## Task to carry out
Once the pictures are set aside, reproduce the entries below exactly.
◇ ◇ ◇ ◇
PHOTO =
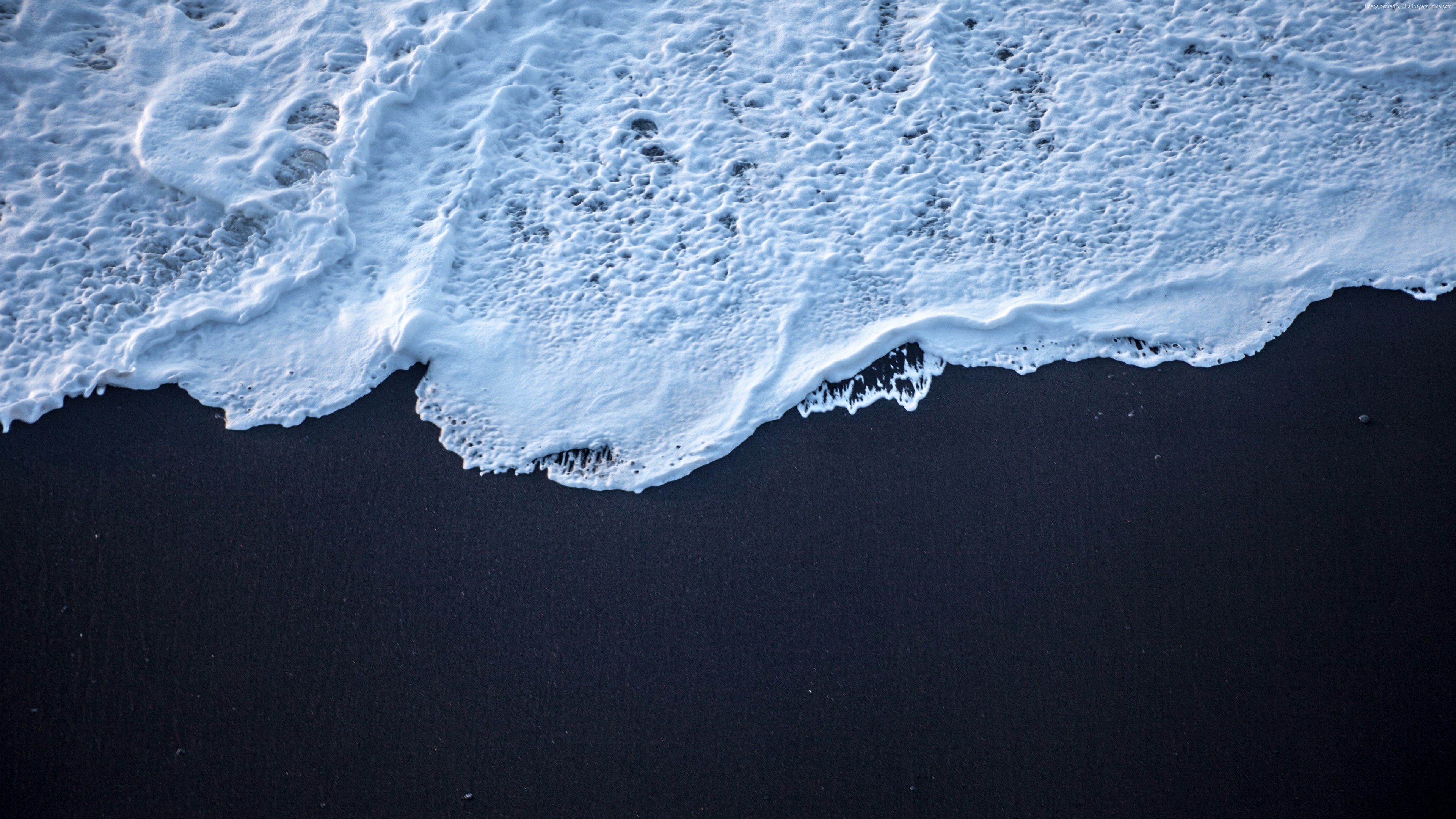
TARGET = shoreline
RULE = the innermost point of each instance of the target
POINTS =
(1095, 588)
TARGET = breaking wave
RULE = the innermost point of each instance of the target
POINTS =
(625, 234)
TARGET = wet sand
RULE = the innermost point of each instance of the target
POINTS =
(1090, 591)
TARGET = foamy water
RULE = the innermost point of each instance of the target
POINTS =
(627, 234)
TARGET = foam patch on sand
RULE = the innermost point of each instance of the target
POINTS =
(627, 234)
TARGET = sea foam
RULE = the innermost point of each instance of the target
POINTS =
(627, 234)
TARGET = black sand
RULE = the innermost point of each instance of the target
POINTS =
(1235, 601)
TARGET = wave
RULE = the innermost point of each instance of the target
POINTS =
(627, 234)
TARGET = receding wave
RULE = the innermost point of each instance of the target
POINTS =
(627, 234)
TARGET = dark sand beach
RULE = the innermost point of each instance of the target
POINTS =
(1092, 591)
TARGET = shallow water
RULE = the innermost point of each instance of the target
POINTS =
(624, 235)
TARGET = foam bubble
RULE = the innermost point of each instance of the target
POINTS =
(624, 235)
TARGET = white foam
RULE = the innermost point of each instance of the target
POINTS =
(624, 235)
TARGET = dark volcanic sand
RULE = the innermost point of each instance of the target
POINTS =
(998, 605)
◇ ◇ ◇ ◇
## Result of this exercise
PHOTO =
TARGET = shoreline
RULE = the innermost point of each instance of the target
POINTS =
(1095, 588)
TARGET = breaking wave
RULE = the innermost point of each instance of the target
POINTS =
(625, 234)
TARGET = wet sand
RULE = the innermost point of each instance of the target
POINTS =
(1090, 591)
TARGET = foamy water
RULE = the innermost point of each instance of the target
POINTS =
(627, 234)
TARGET = foam patch on sand
RULE = the innermost point of each instance of the target
POINTS =
(627, 234)
TARGET = sea foam
RULE = the innermost point of each instance of the target
POINTS =
(627, 234)
TARGET = black sand
RULE = the innermost point of each instance of the target
POINTS =
(1235, 601)
TARGET = wave
RULE = the innermost point of each instance of the target
POINTS =
(627, 234)
TARGET = receding wave
RULE = the innermost point of each instance of the target
POINTS =
(627, 234)
TARGET = dark sand beach
RULE = the innermost point of each instance of the target
POINTS =
(1092, 591)
TARGET = shallow water
RULE = the innermost point of each instance of the target
POINTS =
(624, 235)
TARGET = foam bubble
RULE = the innermost point of each instance of the target
POINTS =
(624, 235)
TARGET = white foam
RULE = the innermost point of each instance of the target
POINTS =
(624, 235)
TARGET = dark volcanic sand
RULE = the innermost point of each instance of the target
POINTS =
(998, 605)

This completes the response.